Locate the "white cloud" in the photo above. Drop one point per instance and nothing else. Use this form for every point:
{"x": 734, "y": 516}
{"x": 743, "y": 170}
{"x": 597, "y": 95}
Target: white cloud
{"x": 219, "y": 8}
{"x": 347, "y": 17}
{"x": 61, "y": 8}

(Set exercise):
Copy each of the items above word for word, without changing anything.

(Result of the exercise):
Locate the "white cloud" in the photo above. Drop one point per instance and nothing else. Use this form for every point:
{"x": 734, "y": 516}
{"x": 743, "y": 170}
{"x": 597, "y": 95}
Target: white cloud
{"x": 219, "y": 8}
{"x": 347, "y": 17}
{"x": 61, "y": 8}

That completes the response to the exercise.